* Input rows:
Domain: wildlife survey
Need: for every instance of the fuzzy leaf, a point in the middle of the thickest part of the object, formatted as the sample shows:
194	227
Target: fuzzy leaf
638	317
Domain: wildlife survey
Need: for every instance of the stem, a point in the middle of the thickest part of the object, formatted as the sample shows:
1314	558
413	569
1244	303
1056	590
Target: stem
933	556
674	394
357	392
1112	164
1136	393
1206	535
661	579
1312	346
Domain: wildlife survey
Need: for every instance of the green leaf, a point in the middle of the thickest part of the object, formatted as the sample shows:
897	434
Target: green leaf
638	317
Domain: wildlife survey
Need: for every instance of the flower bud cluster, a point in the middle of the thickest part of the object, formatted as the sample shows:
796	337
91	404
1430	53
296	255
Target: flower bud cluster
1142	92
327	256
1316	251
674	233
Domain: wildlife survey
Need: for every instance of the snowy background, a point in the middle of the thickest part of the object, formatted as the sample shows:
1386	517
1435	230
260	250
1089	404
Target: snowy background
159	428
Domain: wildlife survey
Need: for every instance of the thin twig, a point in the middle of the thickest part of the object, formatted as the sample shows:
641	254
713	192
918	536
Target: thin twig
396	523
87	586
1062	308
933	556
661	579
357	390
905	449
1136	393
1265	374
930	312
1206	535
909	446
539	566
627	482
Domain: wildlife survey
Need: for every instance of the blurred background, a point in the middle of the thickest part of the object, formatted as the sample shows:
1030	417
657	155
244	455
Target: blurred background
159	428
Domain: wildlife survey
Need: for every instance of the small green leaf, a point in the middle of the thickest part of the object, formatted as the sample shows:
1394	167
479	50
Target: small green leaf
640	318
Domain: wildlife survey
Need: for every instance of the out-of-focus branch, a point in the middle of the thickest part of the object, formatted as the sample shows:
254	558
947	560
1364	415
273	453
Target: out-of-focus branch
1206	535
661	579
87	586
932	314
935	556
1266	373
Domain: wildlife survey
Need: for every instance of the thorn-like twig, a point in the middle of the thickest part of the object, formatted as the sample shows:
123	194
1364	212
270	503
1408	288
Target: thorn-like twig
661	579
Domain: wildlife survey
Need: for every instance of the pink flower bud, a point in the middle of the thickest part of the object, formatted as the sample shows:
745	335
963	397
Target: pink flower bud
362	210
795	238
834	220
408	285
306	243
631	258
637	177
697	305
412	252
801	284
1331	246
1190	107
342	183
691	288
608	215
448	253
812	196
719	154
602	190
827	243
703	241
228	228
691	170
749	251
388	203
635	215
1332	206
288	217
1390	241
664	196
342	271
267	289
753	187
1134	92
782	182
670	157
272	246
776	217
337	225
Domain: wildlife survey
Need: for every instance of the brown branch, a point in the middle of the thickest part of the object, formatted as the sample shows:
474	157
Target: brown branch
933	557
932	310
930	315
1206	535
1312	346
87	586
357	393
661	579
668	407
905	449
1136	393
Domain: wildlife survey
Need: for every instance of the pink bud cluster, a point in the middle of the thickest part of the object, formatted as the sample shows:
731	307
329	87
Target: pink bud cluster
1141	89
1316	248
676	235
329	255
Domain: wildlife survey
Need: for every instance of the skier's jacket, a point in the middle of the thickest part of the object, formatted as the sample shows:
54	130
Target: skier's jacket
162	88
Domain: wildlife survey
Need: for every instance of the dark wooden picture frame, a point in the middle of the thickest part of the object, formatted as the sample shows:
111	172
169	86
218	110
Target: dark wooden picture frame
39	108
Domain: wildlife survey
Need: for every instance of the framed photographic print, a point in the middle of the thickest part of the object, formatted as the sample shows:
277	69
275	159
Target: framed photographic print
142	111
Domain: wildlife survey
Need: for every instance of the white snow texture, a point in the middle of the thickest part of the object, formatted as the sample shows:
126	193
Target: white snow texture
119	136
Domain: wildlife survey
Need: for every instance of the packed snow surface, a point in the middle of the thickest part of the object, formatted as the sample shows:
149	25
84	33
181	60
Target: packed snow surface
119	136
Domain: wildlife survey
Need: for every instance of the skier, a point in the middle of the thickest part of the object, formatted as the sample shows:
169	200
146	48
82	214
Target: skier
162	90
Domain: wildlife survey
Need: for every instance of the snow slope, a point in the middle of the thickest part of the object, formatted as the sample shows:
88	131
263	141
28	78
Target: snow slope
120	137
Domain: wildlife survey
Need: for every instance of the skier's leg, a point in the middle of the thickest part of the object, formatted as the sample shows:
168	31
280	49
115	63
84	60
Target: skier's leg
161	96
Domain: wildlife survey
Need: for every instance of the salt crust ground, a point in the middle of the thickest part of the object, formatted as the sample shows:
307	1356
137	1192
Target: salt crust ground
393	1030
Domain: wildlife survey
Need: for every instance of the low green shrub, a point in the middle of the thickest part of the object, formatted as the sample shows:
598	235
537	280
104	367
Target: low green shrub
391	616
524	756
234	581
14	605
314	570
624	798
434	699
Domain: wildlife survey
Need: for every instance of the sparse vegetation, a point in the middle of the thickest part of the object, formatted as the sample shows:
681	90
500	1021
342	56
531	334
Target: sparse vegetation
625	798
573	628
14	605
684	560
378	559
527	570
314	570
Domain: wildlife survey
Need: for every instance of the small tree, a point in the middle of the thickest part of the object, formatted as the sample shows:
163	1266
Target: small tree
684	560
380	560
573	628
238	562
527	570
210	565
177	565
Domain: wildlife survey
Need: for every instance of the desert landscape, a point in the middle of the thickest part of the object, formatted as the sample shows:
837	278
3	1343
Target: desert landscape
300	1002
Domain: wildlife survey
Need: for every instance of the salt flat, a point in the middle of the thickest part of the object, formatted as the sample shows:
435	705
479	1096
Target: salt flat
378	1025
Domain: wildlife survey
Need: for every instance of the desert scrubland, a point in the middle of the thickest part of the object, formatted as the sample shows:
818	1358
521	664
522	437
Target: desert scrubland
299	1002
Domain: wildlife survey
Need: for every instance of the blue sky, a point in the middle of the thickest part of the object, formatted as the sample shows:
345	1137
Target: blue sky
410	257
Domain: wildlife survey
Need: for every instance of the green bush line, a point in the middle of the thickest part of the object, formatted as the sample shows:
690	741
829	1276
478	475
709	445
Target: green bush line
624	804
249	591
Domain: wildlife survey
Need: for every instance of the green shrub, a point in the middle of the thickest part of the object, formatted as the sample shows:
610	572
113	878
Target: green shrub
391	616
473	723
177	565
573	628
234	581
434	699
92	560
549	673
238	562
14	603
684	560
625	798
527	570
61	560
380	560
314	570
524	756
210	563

* Problem statement:
Take the lines above and print them exactly.

* Task solution:
Domain: wildlife survey
Need: for every instance of the fuzzy leaf, a point in the middle of the thickest part of the object, formatted as the sample shows:
194	227
Target: fuzzy leaf
638	317
Domain: wildlife survey
Need: for every instance of the stem, a point in the middle of the thickest part of the object, formatted as the sample shows:
1314	558
413	569
1244	303
1056	590
Target: stem
933	556
674	394
357	392
1112	164
1136	393
1206	535
661	579
1312	346
Domain: wildlife survey
Need: for every instance of the green leaf, a point in the middle of the thickest part of the object, formatted as the sample shows:
897	434
Target: green leaf
638	317
Domain: wildlife survey
Need: for every instance of the flower bud cluster, a point in the middle of the thickest part of the object, formatted as the sample shows:
796	337
91	404
1430	53
296	255
Target: flower bud cluster
1142	92
327	256
1316	251
674	233
Domain: wildlife survey
Need: for every instance of the snowy background, a point in the middle of the thickest part of the object, formatted as the sample shows:
1386	517
1435	230
260	250
1089	404
Target: snowy background
159	428
Domain: wildlife survey
Need: for every instance of the thin twig, a point in the middle of the thickest part of the object, formatted as the sample shows:
641	254
713	192
918	536
Target: thin twig
396	523
87	586
1062	308
933	556
661	579
357	390
905	449
1136	393
1265	374
930	312
1206	535
909	446
539	566
627	482
Domain: wildlife survey
Need: for every instance of the blurred background, a point in the middle of the thickest part of the object, formatted as the sample shows:
1030	417
657	155
244	455
Target: blurred background
159	428
Domain: wildlife survey
Need: for every instance of the small green leaf, a point in the middle of the thickest part of the object, formatted as the sample shows:
1394	167
479	50
Target: small green leaf
640	318
Domain: wildlife survey
Need: for every instance of the out-of-focus branch, a point in the middle of the thickest part of the object, formatted as the sample shows:
254	558
947	560
1364	415
273	453
Target: out-of-focus branch
1206	535
661	579
87	586
932	314
935	556
1266	373
Domain: wildlife survey
Need: for every instance of the thorn-like twig, a point in the middle of the thickest part of the object, formatted as the sample shows:
123	194
1364	212
270	503
1408	288
Target: thorn-like twig
661	579
Domain: wildlife survey
Need: for every instance of the pink flower bud, a point in the middle of the thickest part of the object, formatted as the sample shows:
745	335
963	397
Target: pink flower bud
362	210
795	238
834	220
408	285
306	243
631	258
637	177
697	305
412	252
801	284
1331	246
1190	107
342	183
691	288
608	215
448	253
812	196
719	154
602	190
827	243
703	241
228	228
691	170
749	251
388	203
635	215
1332	206
288	217
1390	241
664	196
342	271
267	289
753	187
1134	92
782	182
670	157
272	246
776	217
337	225
Domain: wildlife survey
Need: for every instance of the brown branch, a point in the middle of the thickest part of the object, formatted as the sample shows:
474	157
Target: brown branch
933	557
932	310
930	315
1206	535
1312	346
87	586
357	393
661	579
668	407
905	449
1136	393
Domain: wildlife survey
Need: for every instance of the pink bud cluster, a point in the middle of the thickest part of the object, formatted as the sample shows:
731	307
329	87
Target: pink bud cluster
1141	89
1316	248
676	235
329	255
Domain: wildlife survey
Need: for every instance of the skier's jacket, a point in the middle of the thickest part of the object, formatted as the sample shows:
54	130
Target: skier's jacket
162	88
Domain: wildlife survey
Need: for every instance of the dark wooden picture frame, a point in the middle of the thickest part of the object, formatted as the sample shows:
111	172
169	86
218	110
Target: dark wooden picture frame
39	108
Domain: wildlife survey
Need: for every instance of the framed photographic print, a point in the middle of the thickest part of the object, formatted as the sample shows:
277	69
275	159
Target: framed photographic print
142	111
Domain: wildlife survey
Need: for every instance of the white snow texture, a point in the middle of the thickest part of the object, formatted as the sample shows:
126	193
Target: white snow texture
119	136
Domain: wildlife survey
Need: for every instance of the packed snow surface, a point in the middle of the thickest part of the object, formatted as the sample shows:
149	25
84	33
181	60
Target: packed snow surface
119	136
Domain: wildlife survey
Need: for every instance of the skier, a point in the middle of the thickest part of the object, formatted as the sample shows:
169	200
146	48
82	214
Target: skier
162	90
Domain: wildlife survey
Need: for every instance of the snow slope, a point in the middle of the thickest part of the object, formatted as the sample shows:
88	131
263	141
28	78
Target: snow slope
120	137
Domain: wildlife survey
Need: for every instance of the skier's leg, a point in the middle of the thickest part of the object, formatted as the sample shows:
168	31
280	49
115	63
84	60
Target: skier's leg
161	96
Domain: wildlife survey
Need: for every instance of the salt crust ground, a point in the middle of the thickest part of the object, formatted as the sample shows:
307	1356
137	1192
Target: salt crust ground
393	1030
Domain: wildlife survey
Need: for every instance of the low green shrub, a point in the middle of the thickest part of the object, formatted as the sample shows:
598	235
537	280
104	367
Target: low green shrub
391	616
524	756
234	581
14	605
314	570
624	798
434	699
Domain: wildlife survey
Need: for every instance of the sparse vegetation, a point in the middle of the thickest part of the object, formatted as the sample shows:
681	90
500	1021
342	56
531	334
Target: sparse vegetation
625	798
573	628
14	605
684	560
378	559
527	570
314	570
Domain: wildlife survey
Need: for every instance of the small tree, a point in the middle of the thickest part of the object, formatted as the sample shows:
163	1266
Target: small tree
684	560
380	560
573	628
238	562
527	570
210	565
177	565
Domain: wildlife survey
Need: for every instance of the desert landscape, a point in the middle of the thickest part of the object, formatted as the sample shows:
837	278
3	1343
Target: desert landscape
300	1002
Domain: wildlife survey
Need: for every instance of the salt flat, a point in the middle of the thickest part of the object, formatted as the sample shows:
435	705
479	1096
Target: salt flat
378	1025
Domain: wildlife survey
Need: for every instance of the desert scrubland, a point in the middle of the thickest part of the object, formatted as the sample shows:
818	1358
521	664
522	437
Target: desert scrubland
299	1002
Domain: wildlife survey
Need: for every instance of the blue sky, a point in the middle of the thickest part of the object, formatted as the sample shows:
345	1137
Target: blue sky
410	257
Domain: wildlife survey
Need: for every instance of the green bush line, a point in the middle of the thickest part of the object, formatted as the sample shows:
690	741
829	1276
478	475
709	445
Target: green bush line
624	804
249	591
Domain: wildlife survey
Need: for every instance of the green shrub, a point in the middle of the thickest part of the object, formatted as the sample shows:
610	572
113	878
Target: green shrub
391	616
473	723
177	565
573	628
234	581
434	699
92	560
549	673
238	562
14	603
684	560
625	798
527	570
61	560
380	560
314	570
524	756
210	563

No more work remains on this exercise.